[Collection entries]
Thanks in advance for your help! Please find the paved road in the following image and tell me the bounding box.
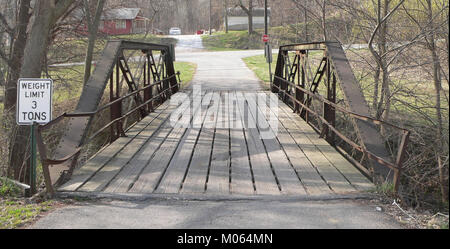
[31,35,401,229]
[32,197,400,229]
[173,34,265,91]
[178,50,264,91]
[168,34,205,52]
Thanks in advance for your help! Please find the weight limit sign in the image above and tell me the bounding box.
[16,78,53,125]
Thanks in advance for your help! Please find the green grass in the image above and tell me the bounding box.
[0,199,56,229]
[48,65,85,104]
[0,178,22,197]
[242,54,276,90]
[174,61,197,88]
[202,31,264,51]
[0,178,57,229]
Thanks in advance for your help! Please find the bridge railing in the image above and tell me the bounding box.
[272,41,410,193]
[272,76,409,191]
[34,40,181,195]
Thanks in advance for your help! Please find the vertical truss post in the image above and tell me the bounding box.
[281,51,289,102]
[113,58,124,140]
[143,50,152,113]
[272,50,285,93]
[323,58,336,145]
[143,53,147,109]
[299,51,306,119]
[294,53,300,113]
[148,52,153,111]
[109,73,116,143]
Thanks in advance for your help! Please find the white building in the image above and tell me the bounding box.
[226,7,271,31]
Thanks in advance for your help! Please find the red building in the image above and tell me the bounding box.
[98,8,148,35]
[75,8,149,35]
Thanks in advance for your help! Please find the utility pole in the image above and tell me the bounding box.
[209,0,212,35]
[264,0,268,36]
[264,0,273,89]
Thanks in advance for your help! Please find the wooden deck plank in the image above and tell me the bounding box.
[103,92,200,193]
[260,92,333,195]
[129,92,205,193]
[275,98,358,194]
[313,144,373,191]
[235,92,280,195]
[180,92,221,194]
[77,91,196,192]
[229,92,254,195]
[206,92,231,194]
[272,95,373,191]
[243,92,306,195]
[58,95,176,192]
[155,91,213,193]
[104,120,174,193]
[61,90,371,196]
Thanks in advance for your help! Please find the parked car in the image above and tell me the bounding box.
[169,27,181,35]
[196,30,204,35]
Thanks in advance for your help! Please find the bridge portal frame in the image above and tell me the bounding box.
[35,40,179,195]
[272,41,410,192]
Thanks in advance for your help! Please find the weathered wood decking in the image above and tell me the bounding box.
[59,90,373,196]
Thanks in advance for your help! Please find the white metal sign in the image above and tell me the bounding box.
[16,78,53,125]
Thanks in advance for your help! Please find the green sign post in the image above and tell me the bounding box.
[29,123,37,195]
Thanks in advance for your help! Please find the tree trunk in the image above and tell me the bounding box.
[426,0,447,203]
[321,0,327,41]
[4,0,32,180]
[83,0,106,85]
[238,0,253,35]
[8,0,75,182]
[224,0,228,33]
[248,0,253,34]
[372,64,380,110]
[3,0,31,114]
[375,0,390,126]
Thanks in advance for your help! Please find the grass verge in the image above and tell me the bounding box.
[0,198,57,229]
[0,178,59,229]
[242,54,276,90]
[202,31,264,51]
[174,61,197,88]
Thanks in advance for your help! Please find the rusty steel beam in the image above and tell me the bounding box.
[279,42,327,51]
[324,42,393,181]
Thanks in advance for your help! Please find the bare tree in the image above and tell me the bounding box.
[8,0,77,182]
[291,0,329,41]
[224,0,229,33]
[236,0,254,34]
[367,0,405,134]
[83,0,106,84]
[402,0,449,203]
[1,0,32,114]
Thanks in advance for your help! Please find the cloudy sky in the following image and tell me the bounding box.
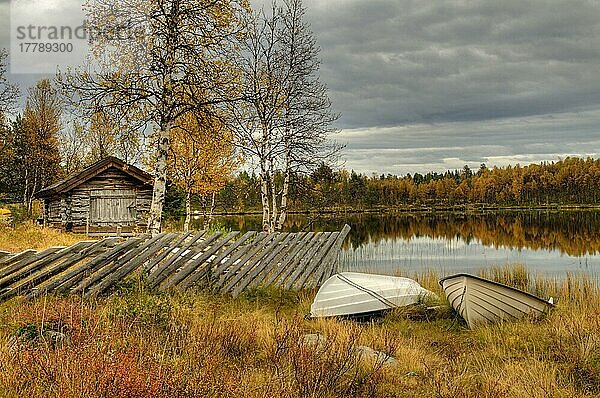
[2,0,600,175]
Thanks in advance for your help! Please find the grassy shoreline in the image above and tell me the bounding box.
[1,222,599,396]
[0,223,88,253]
[0,267,599,397]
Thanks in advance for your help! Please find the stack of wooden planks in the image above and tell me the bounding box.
[0,225,350,302]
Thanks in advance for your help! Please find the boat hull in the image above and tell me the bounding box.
[310,272,434,318]
[439,273,554,329]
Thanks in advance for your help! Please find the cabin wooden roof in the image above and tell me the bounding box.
[36,157,153,198]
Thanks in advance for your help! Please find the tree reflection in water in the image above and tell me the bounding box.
[212,210,600,257]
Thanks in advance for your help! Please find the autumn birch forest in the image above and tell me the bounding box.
[1,1,599,233]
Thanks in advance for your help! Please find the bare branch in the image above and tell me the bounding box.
[0,49,20,116]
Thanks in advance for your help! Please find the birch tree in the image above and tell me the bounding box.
[230,4,284,232]
[19,79,63,213]
[58,120,87,174]
[231,0,339,232]
[168,109,238,231]
[275,0,340,229]
[60,108,145,174]
[85,110,143,164]
[59,0,248,234]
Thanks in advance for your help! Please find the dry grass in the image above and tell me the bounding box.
[0,269,599,398]
[0,223,88,252]
[0,226,598,396]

WHAT YOU SHOULD DO. Where the records above contain a line with "Thanks in advance for your help! Please find the grassy", repeat that line and each later line through the end, exactly, and nothing more.

OUTPUT.
Thanks in advance for your help! Please find the grassy shoreline in the image above and tell me the bounding box.
[1,222,599,396]
[0,223,88,253]
[0,267,599,397]
Thanks in advance for your help! Please find the stack of wooden planks in the image above and tell me the bounding box.
[0,225,350,302]
Thanks in advance for your help! Please find the boat hull in the image above and tell me the bounding box.
[310,272,434,318]
[439,273,554,329]
Thanks in advance for your help! Please find the cabin wooden roof in the image above and tell me the bounding box.
[36,157,153,198]
Thanks in advance for your help! Please find the tree reflection in water in the image above and tell me the bounding box.
[212,210,600,257]
Thanks in advance for your help! Please find the autumn birch forest in the image above and tell me the bounding box.
[1,1,599,233]
Thanks in advance for your help! Please find the bare branch in the image above and tell me the bounding box.
[0,49,20,116]
Thanks in advance for your help! Please find the birch tree in the image above and tell me the bounding box.
[230,4,284,232]
[19,79,63,213]
[58,120,87,174]
[231,0,339,232]
[168,109,238,231]
[275,0,340,229]
[60,108,145,174]
[85,110,143,164]
[59,0,248,234]
Thanks in advance for your help! Please find the dry grass in the image above and tell me the bounding box.
[0,269,599,398]
[0,223,88,252]
[0,226,598,396]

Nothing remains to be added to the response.